▶ [Natural language region descriptions]:
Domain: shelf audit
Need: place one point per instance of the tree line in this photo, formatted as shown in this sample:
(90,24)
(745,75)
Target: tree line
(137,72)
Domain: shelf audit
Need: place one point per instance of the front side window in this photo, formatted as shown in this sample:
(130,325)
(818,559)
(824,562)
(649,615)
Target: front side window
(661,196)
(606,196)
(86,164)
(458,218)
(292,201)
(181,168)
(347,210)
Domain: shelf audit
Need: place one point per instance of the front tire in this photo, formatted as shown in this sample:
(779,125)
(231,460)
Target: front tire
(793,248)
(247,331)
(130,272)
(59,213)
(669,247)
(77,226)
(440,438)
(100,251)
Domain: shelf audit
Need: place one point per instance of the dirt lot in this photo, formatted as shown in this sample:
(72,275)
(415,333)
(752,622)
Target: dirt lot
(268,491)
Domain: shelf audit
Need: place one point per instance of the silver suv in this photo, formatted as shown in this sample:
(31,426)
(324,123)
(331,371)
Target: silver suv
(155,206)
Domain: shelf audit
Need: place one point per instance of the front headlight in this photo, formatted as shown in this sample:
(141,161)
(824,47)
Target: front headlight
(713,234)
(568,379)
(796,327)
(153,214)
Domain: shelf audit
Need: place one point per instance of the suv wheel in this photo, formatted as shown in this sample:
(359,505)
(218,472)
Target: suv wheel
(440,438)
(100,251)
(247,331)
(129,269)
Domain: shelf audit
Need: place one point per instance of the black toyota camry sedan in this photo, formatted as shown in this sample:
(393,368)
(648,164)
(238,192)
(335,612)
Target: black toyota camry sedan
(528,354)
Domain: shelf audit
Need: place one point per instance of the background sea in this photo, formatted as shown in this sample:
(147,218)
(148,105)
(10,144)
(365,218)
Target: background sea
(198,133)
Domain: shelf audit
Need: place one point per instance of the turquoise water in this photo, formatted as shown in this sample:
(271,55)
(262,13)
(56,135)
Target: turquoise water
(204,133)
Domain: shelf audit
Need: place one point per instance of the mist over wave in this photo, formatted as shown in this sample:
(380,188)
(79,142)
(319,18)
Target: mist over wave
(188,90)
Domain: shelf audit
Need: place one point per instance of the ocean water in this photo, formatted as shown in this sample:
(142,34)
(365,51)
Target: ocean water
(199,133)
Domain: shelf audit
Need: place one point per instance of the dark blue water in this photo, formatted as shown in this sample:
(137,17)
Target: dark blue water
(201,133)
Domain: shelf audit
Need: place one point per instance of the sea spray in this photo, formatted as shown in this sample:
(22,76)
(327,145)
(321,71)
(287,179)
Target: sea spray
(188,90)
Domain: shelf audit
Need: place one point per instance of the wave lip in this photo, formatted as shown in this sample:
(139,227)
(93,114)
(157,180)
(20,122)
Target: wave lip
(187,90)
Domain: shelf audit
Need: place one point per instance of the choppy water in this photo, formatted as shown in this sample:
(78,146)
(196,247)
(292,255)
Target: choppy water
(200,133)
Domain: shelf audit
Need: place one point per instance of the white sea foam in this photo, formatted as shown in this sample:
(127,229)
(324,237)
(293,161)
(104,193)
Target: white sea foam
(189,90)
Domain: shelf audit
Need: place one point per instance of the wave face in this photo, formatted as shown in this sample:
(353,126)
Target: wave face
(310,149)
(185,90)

▶ [Task prompt]:
Exact duplication of all the data above is expected.

▶ [Expected answer]:
Domain: shelf audit
Need: place one point per instance of the tree line in this photo, formatted as shown in this sample:
(90,24)
(745,75)
Target: tree line
(137,72)
Domain: shelf audit
Need: place one point per instance of the front side window in this photo, formatted as shown in this sample:
(130,325)
(818,559)
(824,562)
(649,615)
Target: front side window
(661,196)
(606,196)
(86,164)
(458,218)
(292,201)
(181,168)
(347,210)
Domain: shelf audit
Need: place one point per instance of the front tire in this photo, formatted as shown in this sample:
(779,125)
(231,460)
Target: front tire
(793,248)
(247,331)
(130,272)
(59,213)
(669,247)
(77,226)
(440,438)
(100,251)
Domain: shelf audit
Need: place one point per instance of the dirt lot in this photo, formatted as shown in this sample:
(72,275)
(415,333)
(752,622)
Target: dirt lot
(268,491)
Domain: shelf audit
Need: place one point per instance of the silver suv in this photo, formatted as shown in this sample:
(31,426)
(324,123)
(331,371)
Target: silver suv
(155,206)
Domain: shelf audit
Need: place one point per instance of the front headlight in this photo, formatted as shown in this sample:
(141,161)
(824,47)
Target: front headlight
(713,234)
(568,379)
(796,327)
(153,214)
Domain: shelf audit
Need: place one point per instance of the suv wheel in this photo, formatted as shown in this sample:
(359,505)
(218,472)
Target: suv wheel
(440,438)
(100,251)
(247,331)
(129,269)
Domain: shelf audit
Need: place one point per instance of the black toyota camry sedan in this photo, formatted as shown in this sample:
(393,368)
(648,164)
(238,192)
(335,612)
Target: black toyota camry sedan
(528,354)
Domain: shelf audit
Need: place one point per instance of the background sea in this photo, formatted as shown in this sample:
(147,218)
(148,105)
(10,144)
(365,218)
Target: background sea
(198,133)
Domain: shelf audit
Need: place one point per instance of the turquoise water in this photo, formatted as shown in this sample:
(271,55)
(262,13)
(56,135)
Target: turquoise water
(204,133)
Domain: shelf audit
Need: place one point per instance of the mist over wave in this photo, formatted as shown in this sample:
(380,188)
(79,142)
(319,18)
Target: mist over wave
(188,90)
Domain: shelf audit
Need: place one point per instance of the ocean water in this photo, formatted as shown in this sample:
(142,34)
(365,51)
Target: ocean water
(199,133)
Domain: shelf audit
Need: place one point per instance of the dark blue water in this photo, formatted as shown in this sample:
(137,17)
Target: dark blue water
(201,133)
Domain: shelf audit
Need: place one point per instance of the sea spray in this photo, formatted as shown in this sample:
(22,76)
(327,145)
(321,71)
(287,179)
Target: sea spray
(188,90)
Domain: shelf audit
Need: place one point per instance of the wave lip in this photo, formatted as shown in this sample:
(139,227)
(93,114)
(157,180)
(20,122)
Target: wave lip
(187,90)
Domain: shelf audit
Need: place one point per instance of the choppy water in this photo, formatted as shown in this sample:
(78,146)
(196,247)
(292,255)
Target: choppy water
(200,133)
Domain: shelf audit
Need: place one point per instance of the white sea foam in this photo, formatted as shown in this sample:
(127,229)
(324,237)
(293,161)
(104,193)
Target: white sea foam
(189,90)
Domain: shelf audit
Need: place one point per instance of the wave face in this photo, formatted as shown in this sample:
(353,126)
Target: wave face
(310,149)
(185,90)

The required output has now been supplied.